However, the general framework of the above regulations is sound with a concise day-night split, the identification of four zones, a short list of special provisions and a table of noise limits to be applied to particularly noisy equipment and to vehicles.

The regulations from other countries are adapted to fit this framework, with interpolations and approximations made as necessary. A meaningful comparison will then be possible and suitable values (and special provisions) arrived at for Jamaica.

Country	Industrial Area	Commercial Area	Residential Area	Silence Zone
	Day / Night	Day / Night	Day / Night	Day / Night
Australia(1)	65 / 55	55 / 45	45 / 35	45 / 35
Australia(2)	65 / 65	60 / 60	50 / 40	45 / 35
Canada(1)	60 / 55	60 / 55	55 / 45	-
Canada(2)	65 / 60	65 / 60	55 / 45	-
India	75 / 70	65 / 55	55 / 45	50 / 40
Israel	70	55	50	45
Japan	60 / 50	60 / 50	50 / 40	45 / 35
Mauritius	60 / 55	60 / 50	60 / 50	-
U.S.(1)	75 / 75	65 / 65	60 / 60	-
U.S.(2)	65 / 65	65 / 65	65 / 55	-
U.S.(3)	70	62	55 / 50	-
U.S.(4)	80 / 75	65 / 60	55 / 50	-
U.S.(5)	60 / 55	60 / 55	55 / 50	-
U.S.(E.P.A.)	70	60	55	45
W.H.O. & E.C.	65	55	55 / 45	45 / 35

The last two rows give recommended values (not legislated) from the United States Environmental Protection Agency and from the World Health Organization respectively. The European Community endorses those of the World Health Organization.

Data were also obtained from Brazil, Holland, Singapore and the United Kingdom, but were insufficient for inclusion in the table.

In the United Kingdom, as in other developed countries, the actual limits are set by local authorities but here they use an interesting method which could be rather more difficult to measure and enforce. The suspect noise and the background (ambient) noise level are both measured and the noise is deemed offensive if the difference is more than 10 dBA.

In some countries a penalty is awarded for music or any other noise which has a tonal quality. This is generally found to be more annoying to afflicted residents and so must be 5, 10 or even 15 dBA quieter than the limits given above.

The above figures must be treated with some caution since the method of measurement is important and is often not explicitly stated. The fairly good agreement between most of the figures suggests however that a similar method was employed in most cases (perhaps all). Briefly, this involves the use of a sound meter set to give an A-weighted reading and located at the boundary of the property from which the noise is emanating.

Special situations are identified in most of the regulations from which the above table was derived. Some are obviously influenced by the particular culture, e.g. in Israel no singing or music is allowed outdoors between 2:30 and 4 p.m.. Others, which are fairly common or of special interest, are listed below.

N. Vancouver, Burnaby, Denver and Delaware all impose a nighttime ban on both construction work and power lawnmowers.

Japan cites higher noise limits for areas facing a road. The limits vary depending on the width of the road.

Davis bans impulse noises at a maximum level of 20 dB above the tabulated values.

Davis also deals with multiple dwellings on the same property, stating that measurements should be made inside a closed dwelling in such a case.

India and Delaware also ban loud impulse noises, at levels of 110 dB and 100 dB respectively.

Australian Northern Territory gives different limits for music and for other sounds with "tonality", "impulsiveness" or "modulation". The limits for music are normally 10 dBA higher than those tabulated, but15 dBA higher if the music is impulsive.

# Recorded information
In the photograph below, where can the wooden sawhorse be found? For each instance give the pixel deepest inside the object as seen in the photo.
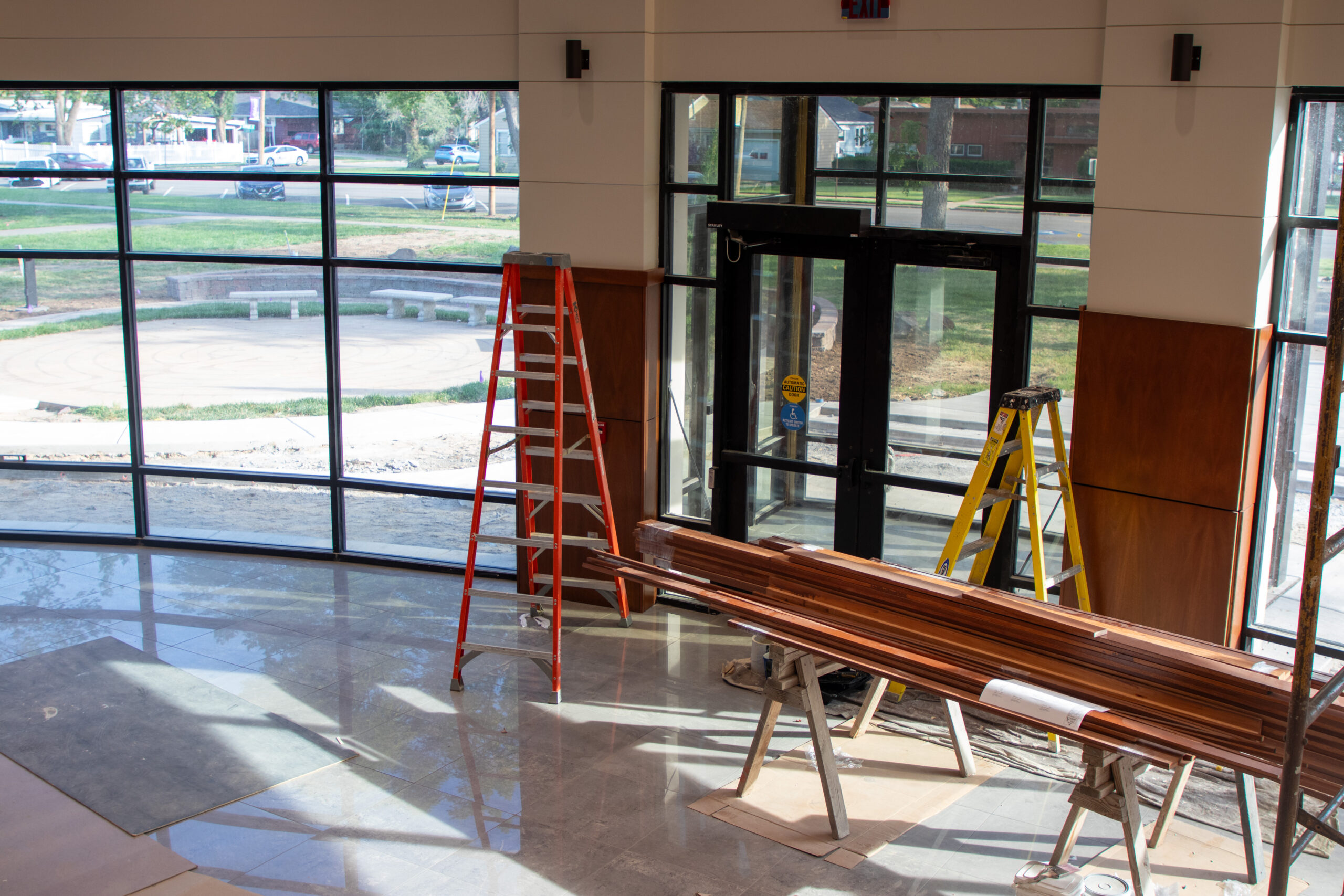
(793, 681)
(1108, 789)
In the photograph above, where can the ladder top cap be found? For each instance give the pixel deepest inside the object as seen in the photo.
(1026, 399)
(545, 260)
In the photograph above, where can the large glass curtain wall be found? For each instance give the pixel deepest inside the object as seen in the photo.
(1015, 163)
(253, 315)
(1308, 225)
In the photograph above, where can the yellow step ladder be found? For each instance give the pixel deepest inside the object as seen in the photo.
(995, 486)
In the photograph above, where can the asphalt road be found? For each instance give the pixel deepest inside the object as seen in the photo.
(389, 195)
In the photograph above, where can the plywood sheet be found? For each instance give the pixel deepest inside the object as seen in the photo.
(1195, 861)
(140, 742)
(50, 846)
(899, 782)
(193, 884)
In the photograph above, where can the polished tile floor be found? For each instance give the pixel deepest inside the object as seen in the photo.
(492, 790)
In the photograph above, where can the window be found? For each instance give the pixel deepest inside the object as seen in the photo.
(300, 282)
(1308, 230)
(971, 164)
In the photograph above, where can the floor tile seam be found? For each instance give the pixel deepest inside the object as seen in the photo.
(374, 844)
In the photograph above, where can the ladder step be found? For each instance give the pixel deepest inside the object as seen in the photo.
(512, 596)
(526, 375)
(541, 488)
(543, 541)
(522, 430)
(575, 455)
(508, 652)
(533, 328)
(1064, 577)
(976, 547)
(574, 582)
(581, 541)
(550, 406)
(548, 359)
(996, 496)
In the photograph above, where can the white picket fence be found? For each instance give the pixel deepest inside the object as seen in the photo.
(187, 154)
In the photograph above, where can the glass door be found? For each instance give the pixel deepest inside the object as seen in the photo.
(793, 397)
(937, 404)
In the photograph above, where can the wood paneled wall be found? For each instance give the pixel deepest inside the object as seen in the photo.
(1168, 421)
(618, 312)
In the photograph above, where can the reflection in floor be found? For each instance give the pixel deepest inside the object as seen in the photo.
(492, 790)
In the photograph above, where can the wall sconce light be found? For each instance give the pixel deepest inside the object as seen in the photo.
(575, 59)
(1184, 57)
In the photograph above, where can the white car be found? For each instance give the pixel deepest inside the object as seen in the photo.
(282, 156)
(26, 172)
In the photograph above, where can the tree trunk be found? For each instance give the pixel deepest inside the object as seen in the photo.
(414, 157)
(937, 152)
(66, 117)
(511, 120)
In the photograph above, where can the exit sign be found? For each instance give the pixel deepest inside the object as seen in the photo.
(865, 8)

# Actions to take
**a.** Translate this sentence from the noise regulations text into Spanish: "Japan cites higher noise limits for areas facing a road."
**b.** Which places does the noise regulations text say impose a nighttime ban on both construction work and power lawnmowers? Name every one.
**c.** Pick up the noise regulations text after its final sentence and write the next paragraph.
Nothing here calls for the listing.

# Response list
**a.** Japón establece límites de ruido más altos para las zonas que dan a una carretera.

**b.** N. Vancouver, Burnaby, Denver and Delaware.

**c.**
Australian Capital Territory treats a long list of special cases including security alarms, garbage collection, non-amplified noise from a church, repair work and New Year’s eve parties. Of particular interest is a requirement that alarms have an automatic 20 minute cut-off.

N. Vancouver, Denver, Delaware and Australia(1) and Australia(2) all require permits, or the equivalent, for the use of public address systems and other systems which produce amplified sound which may exceed the tabulated limits.

Huntsville requires that amplified sound (e.g. from car radio) in a public place must not be audible at a distance of 25 feet.

In some instances the law is framed in such a way that a general principle is stated first. Israel and N. Vancouver state it in almost identical terms: "A person shall not cause any considerable or unreasonable noise, from any source whatsoever, if the same disturbs, or is likely to disturb, a person in the vicinity or a passerby. "

The regulations which follow are then regarded as subsidiary to this general statement of law.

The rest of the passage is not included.